**DIRECTIONS**
Copy out the lines below, starting at the first one and ending after the line that contains "[(238, 244), (209, 224)]". Both ends count; leave out the pictures.

* * * * * * *

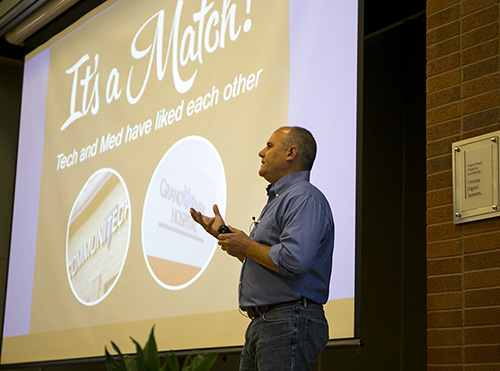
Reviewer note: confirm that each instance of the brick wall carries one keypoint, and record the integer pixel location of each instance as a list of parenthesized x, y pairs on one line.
[(463, 261)]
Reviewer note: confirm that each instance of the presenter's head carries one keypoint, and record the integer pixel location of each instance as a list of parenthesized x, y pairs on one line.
[(289, 149)]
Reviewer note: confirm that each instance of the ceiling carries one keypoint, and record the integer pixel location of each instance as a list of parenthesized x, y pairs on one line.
[(378, 14)]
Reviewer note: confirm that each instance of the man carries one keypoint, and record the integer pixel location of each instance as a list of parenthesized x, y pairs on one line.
[(287, 259)]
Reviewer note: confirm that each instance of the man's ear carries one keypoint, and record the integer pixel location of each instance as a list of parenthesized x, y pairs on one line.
[(292, 153)]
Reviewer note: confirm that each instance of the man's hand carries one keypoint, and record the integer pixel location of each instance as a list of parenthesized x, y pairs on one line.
[(238, 244), (209, 224)]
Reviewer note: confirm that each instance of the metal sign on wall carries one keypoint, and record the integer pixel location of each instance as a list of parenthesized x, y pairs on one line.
[(475, 178)]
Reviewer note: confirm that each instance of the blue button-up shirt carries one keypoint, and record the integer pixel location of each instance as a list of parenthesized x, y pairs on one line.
[(297, 223)]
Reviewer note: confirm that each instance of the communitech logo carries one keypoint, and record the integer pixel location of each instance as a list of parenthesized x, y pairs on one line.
[(176, 249), (98, 236)]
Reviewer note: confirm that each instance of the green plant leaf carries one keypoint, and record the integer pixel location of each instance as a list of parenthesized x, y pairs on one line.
[(117, 350), (110, 363), (139, 357), (151, 352)]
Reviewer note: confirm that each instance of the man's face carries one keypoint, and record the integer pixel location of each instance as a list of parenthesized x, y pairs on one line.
[(274, 157)]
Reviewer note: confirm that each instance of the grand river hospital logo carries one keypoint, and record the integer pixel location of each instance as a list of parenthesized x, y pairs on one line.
[(176, 249), (98, 236)]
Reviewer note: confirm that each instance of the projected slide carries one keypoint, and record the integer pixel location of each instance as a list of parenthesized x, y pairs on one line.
[(176, 249), (134, 114), (98, 236)]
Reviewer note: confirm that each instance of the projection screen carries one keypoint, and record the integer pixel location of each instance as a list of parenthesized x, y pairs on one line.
[(135, 113)]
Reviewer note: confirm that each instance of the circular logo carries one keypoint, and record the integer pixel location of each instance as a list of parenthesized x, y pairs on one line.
[(98, 236), (176, 249)]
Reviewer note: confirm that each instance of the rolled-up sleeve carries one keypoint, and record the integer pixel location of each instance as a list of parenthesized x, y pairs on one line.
[(304, 222)]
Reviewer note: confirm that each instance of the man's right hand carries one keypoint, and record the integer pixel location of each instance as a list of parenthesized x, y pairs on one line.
[(211, 225)]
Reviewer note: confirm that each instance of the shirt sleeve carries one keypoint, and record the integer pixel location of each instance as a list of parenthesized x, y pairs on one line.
[(304, 223)]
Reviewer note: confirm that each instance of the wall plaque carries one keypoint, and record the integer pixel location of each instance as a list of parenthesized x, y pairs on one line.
[(475, 178)]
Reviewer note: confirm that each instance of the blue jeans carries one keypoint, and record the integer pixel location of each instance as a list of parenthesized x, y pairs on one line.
[(286, 338)]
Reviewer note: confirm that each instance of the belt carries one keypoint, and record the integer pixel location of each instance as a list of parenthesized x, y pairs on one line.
[(254, 312)]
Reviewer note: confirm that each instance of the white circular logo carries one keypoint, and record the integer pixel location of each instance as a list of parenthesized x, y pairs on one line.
[(98, 236), (176, 249)]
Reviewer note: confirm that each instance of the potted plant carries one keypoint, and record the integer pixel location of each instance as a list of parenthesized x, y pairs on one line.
[(148, 359)]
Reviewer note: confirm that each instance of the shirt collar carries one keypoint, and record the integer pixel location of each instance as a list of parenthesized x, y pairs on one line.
[(281, 185)]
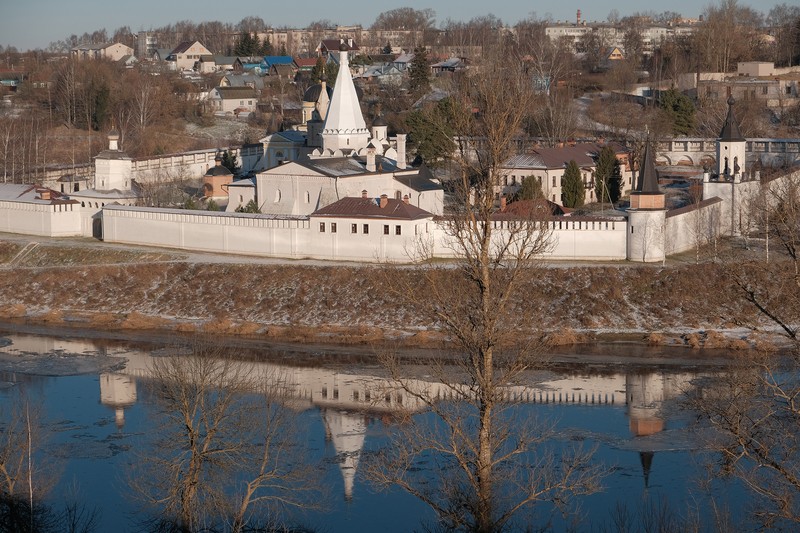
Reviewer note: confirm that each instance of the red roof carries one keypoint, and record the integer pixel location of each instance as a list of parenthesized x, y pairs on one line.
[(370, 208)]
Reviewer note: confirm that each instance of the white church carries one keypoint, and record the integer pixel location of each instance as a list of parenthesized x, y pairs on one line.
[(338, 190)]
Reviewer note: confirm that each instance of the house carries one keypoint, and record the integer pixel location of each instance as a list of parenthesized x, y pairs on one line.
[(210, 63), (330, 48), (449, 65), (305, 64), (112, 51), (548, 165), (186, 54), (237, 101)]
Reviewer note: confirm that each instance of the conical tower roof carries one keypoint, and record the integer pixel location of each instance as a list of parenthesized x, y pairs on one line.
[(730, 130)]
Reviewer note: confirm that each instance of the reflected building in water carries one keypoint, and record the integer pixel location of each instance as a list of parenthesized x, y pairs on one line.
[(346, 400)]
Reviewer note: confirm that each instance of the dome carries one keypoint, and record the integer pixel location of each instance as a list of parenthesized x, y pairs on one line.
[(313, 92)]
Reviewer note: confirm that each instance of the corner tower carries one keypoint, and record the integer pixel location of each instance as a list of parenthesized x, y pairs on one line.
[(647, 214), (344, 128)]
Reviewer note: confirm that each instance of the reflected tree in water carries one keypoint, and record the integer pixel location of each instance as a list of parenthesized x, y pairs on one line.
[(484, 463), (224, 457), (756, 406)]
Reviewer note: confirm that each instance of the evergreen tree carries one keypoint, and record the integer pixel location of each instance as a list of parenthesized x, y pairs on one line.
[(230, 161), (607, 176), (250, 207), (680, 110), (419, 71), (572, 194), (432, 132)]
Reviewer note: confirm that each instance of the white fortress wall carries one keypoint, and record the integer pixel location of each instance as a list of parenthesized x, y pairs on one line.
[(579, 240), (46, 220), (238, 233)]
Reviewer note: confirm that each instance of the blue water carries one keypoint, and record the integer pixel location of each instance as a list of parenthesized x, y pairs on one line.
[(91, 459)]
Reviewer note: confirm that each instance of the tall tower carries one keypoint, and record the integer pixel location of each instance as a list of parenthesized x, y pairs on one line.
[(344, 128), (112, 167), (647, 214), (731, 148)]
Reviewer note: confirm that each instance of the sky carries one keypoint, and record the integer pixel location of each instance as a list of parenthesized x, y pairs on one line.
[(30, 24)]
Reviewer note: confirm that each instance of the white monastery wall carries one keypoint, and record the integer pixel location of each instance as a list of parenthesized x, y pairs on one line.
[(46, 220)]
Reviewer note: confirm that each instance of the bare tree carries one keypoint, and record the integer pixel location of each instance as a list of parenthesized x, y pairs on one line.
[(225, 457), (491, 461), (754, 407)]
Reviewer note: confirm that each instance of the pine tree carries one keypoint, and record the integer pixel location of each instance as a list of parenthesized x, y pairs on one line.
[(419, 71), (230, 161), (572, 194), (680, 109), (607, 176)]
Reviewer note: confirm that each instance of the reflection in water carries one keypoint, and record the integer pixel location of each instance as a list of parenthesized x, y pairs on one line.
[(344, 399)]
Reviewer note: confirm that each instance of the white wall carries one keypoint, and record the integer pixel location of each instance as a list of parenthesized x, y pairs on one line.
[(46, 220)]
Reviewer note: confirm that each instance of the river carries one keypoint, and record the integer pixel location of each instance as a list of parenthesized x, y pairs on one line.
[(97, 417)]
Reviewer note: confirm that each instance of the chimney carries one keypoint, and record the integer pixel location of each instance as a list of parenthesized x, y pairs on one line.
[(401, 151)]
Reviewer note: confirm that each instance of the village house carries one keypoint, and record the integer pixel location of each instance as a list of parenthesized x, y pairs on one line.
[(111, 51), (186, 54)]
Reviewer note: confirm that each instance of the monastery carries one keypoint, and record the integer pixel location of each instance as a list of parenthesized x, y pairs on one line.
[(335, 189)]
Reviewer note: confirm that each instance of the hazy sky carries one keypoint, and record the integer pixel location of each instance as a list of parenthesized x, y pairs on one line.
[(35, 23)]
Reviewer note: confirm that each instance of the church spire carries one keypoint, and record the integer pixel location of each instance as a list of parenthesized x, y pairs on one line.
[(647, 183), (730, 130), (344, 128)]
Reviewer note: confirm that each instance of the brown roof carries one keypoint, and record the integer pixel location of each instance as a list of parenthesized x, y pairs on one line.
[(370, 208), (529, 209)]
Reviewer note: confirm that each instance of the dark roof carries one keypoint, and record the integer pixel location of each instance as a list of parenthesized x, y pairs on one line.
[(181, 48), (421, 181), (235, 92), (313, 92), (370, 208), (218, 170), (647, 182), (529, 209), (338, 44), (730, 130)]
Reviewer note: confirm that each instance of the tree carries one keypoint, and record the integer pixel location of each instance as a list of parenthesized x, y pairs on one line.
[(572, 186), (432, 132), (223, 456), (607, 176), (753, 406), (680, 110), (419, 71), (231, 162), (488, 472)]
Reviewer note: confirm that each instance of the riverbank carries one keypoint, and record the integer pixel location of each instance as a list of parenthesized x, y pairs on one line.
[(83, 284)]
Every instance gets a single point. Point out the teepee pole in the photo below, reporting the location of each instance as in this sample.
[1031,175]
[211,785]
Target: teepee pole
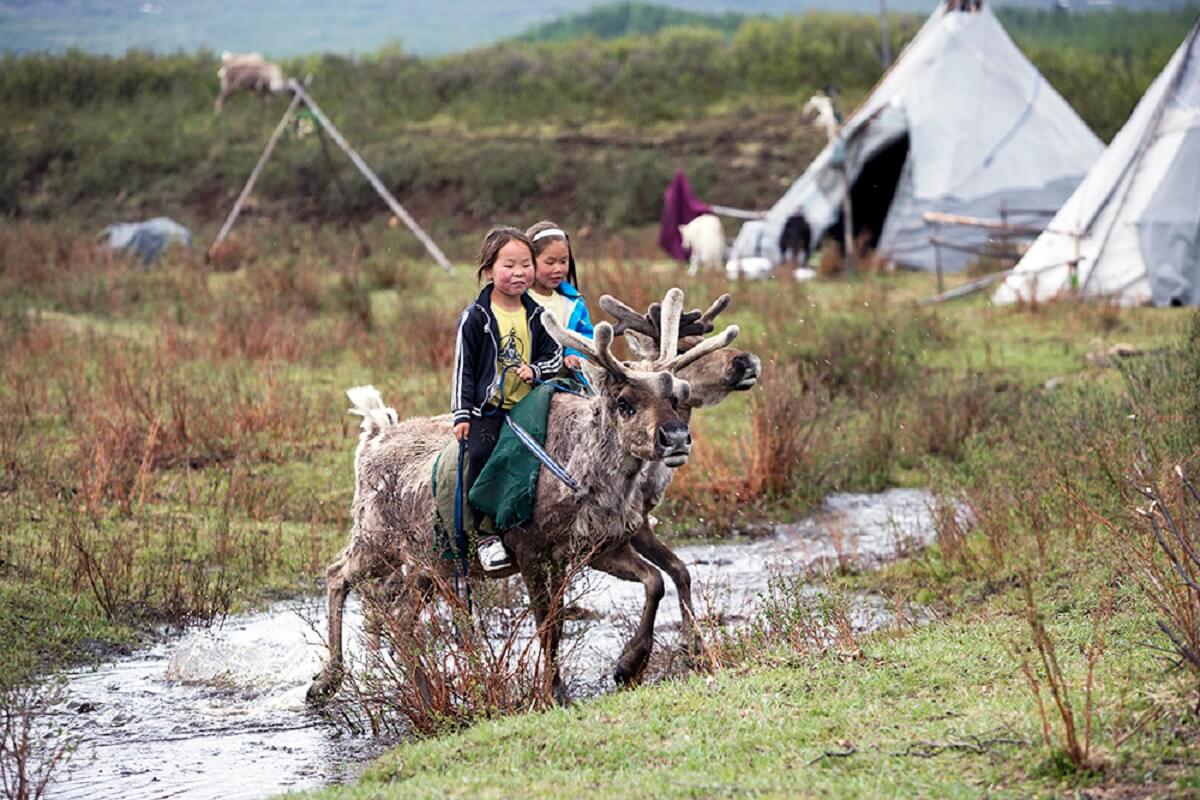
[253,178]
[396,208]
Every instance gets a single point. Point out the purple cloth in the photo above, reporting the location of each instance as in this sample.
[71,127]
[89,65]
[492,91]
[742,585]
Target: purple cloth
[679,206]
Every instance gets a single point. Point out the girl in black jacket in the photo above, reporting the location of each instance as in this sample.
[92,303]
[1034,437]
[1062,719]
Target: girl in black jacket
[501,350]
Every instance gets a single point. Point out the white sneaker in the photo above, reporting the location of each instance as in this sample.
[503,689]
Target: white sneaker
[492,555]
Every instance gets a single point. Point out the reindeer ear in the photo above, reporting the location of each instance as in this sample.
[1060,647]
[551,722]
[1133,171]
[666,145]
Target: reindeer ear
[642,346]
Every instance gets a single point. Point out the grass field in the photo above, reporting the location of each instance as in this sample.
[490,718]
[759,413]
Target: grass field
[177,447]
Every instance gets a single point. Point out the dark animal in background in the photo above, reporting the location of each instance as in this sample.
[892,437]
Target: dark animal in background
[795,240]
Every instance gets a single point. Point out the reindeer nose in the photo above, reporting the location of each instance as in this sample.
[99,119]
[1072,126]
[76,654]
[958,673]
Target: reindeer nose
[745,371]
[675,438]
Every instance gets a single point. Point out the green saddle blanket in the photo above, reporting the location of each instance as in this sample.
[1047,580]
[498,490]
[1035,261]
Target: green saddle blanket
[507,488]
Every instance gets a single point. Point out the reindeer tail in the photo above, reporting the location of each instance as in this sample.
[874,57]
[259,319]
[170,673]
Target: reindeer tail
[369,404]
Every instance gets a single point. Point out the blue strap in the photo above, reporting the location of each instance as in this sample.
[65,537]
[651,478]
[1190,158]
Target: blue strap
[547,461]
[460,531]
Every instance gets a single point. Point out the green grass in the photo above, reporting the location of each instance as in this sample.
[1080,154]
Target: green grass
[255,360]
[763,731]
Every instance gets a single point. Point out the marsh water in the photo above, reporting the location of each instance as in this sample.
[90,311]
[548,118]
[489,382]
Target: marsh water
[220,713]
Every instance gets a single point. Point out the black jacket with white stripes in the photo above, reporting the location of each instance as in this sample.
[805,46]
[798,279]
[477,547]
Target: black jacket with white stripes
[475,379]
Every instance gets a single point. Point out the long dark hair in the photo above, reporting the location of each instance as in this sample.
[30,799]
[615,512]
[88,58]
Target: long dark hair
[540,245]
[496,239]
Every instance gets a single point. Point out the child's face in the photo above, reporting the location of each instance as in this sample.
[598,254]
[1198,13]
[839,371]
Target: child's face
[513,270]
[552,266]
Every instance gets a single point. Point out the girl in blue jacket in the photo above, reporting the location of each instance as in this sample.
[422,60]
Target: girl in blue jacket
[502,348]
[555,283]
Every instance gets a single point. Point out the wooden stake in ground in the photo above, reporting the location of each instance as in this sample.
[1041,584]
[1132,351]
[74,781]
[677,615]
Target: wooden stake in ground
[396,208]
[253,178]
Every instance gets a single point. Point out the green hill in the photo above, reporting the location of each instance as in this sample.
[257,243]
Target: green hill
[289,28]
[589,124]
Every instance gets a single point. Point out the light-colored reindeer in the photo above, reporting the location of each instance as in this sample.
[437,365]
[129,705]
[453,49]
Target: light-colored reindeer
[712,379]
[604,441]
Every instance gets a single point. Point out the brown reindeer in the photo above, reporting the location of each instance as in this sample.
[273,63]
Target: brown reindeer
[712,379]
[604,441]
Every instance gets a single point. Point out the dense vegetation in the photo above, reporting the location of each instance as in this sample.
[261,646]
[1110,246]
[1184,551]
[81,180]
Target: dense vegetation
[522,128]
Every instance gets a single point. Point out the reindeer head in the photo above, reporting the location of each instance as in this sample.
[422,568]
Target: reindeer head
[712,374]
[640,403]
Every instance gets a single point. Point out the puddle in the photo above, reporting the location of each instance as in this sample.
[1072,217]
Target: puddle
[221,714]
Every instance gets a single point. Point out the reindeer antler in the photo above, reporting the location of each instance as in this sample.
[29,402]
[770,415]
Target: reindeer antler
[599,352]
[693,323]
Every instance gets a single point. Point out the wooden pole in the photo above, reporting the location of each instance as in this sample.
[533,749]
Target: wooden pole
[847,217]
[937,257]
[253,176]
[396,208]
[885,40]
[364,246]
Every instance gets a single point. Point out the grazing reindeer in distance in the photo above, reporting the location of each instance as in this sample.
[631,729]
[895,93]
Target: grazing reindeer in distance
[247,72]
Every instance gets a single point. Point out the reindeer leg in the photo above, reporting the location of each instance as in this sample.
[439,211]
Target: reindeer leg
[408,596]
[649,547]
[351,567]
[546,583]
[337,588]
[625,564]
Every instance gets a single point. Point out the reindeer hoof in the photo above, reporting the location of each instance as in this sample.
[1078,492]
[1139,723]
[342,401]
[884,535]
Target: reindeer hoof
[323,689]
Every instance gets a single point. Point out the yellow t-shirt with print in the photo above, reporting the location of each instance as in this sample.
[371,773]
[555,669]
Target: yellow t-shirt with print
[515,350]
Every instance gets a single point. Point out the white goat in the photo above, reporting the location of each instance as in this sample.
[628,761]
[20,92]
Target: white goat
[706,240]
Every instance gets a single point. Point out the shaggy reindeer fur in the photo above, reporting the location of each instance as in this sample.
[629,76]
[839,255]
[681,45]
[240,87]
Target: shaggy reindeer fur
[603,440]
[712,379]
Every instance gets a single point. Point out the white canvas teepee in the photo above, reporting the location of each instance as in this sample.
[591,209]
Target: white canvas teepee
[961,124]
[1132,230]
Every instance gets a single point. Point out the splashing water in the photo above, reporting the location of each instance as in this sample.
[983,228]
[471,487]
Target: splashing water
[221,713]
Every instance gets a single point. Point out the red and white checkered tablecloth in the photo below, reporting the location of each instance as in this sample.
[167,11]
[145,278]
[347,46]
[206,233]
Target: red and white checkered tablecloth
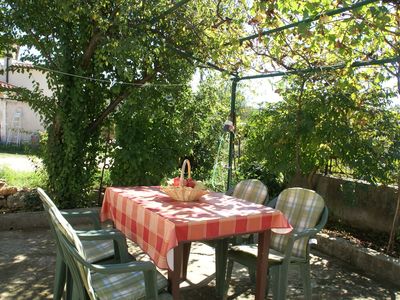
[157,223]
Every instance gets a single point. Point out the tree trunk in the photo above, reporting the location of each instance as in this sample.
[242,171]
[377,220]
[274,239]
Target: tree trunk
[395,223]
[298,129]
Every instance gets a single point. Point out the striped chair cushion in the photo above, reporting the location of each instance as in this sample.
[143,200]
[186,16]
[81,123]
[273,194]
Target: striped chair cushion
[98,250]
[302,208]
[252,190]
[63,226]
[123,286]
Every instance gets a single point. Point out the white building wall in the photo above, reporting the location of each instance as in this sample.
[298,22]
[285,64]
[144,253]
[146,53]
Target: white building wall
[30,121]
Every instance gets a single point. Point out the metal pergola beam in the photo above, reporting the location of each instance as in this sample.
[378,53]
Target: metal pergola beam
[189,56]
[323,68]
[169,11]
[236,80]
[309,20]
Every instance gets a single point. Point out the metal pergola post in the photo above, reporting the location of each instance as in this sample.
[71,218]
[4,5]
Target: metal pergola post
[232,134]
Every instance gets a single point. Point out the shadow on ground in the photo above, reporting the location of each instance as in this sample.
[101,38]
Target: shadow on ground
[27,260]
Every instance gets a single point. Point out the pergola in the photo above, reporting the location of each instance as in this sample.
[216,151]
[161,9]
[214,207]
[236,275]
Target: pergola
[236,78]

* * * * * * *

**EXERCISE OUTPUT**
Reviewer note: confirm that each instance of the brick wall carries one keypoint, and record the integer pixel location of each instance as a list of parenthesized x, y pairs on one line.
[(463, 261)]
Reviewer note: confirm that each instance of the presenter's head carries one keypoint, and record the integer pixel location of each instance as a list of parenthesized x, y pairs on one line.
[(289, 149)]
Reviewer note: confirm that each instance of the ceiling carries one keypoint, and record the integer pixel location of each instance as a list of parenthesized x, y pairs on one line.
[(378, 14)]
Reviewer note: confirm that each instance of the man carries one keypoint, and record the integer pixel location of each instance as a list of parenthesized x, y pairs on one line.
[(287, 259)]
Reviewer note: confirm that each instance of the man's ear carries one keypoint, and record the integer pixel location of each instance as a list of parenthesized x, y pairs on one line.
[(292, 153)]
Reviewer note: confirm that each instance of the man's hand carries one keypoint, and record the integer pixel location of each instance as a list of parenthesized x, y pairs on one line.
[(238, 244), (209, 224)]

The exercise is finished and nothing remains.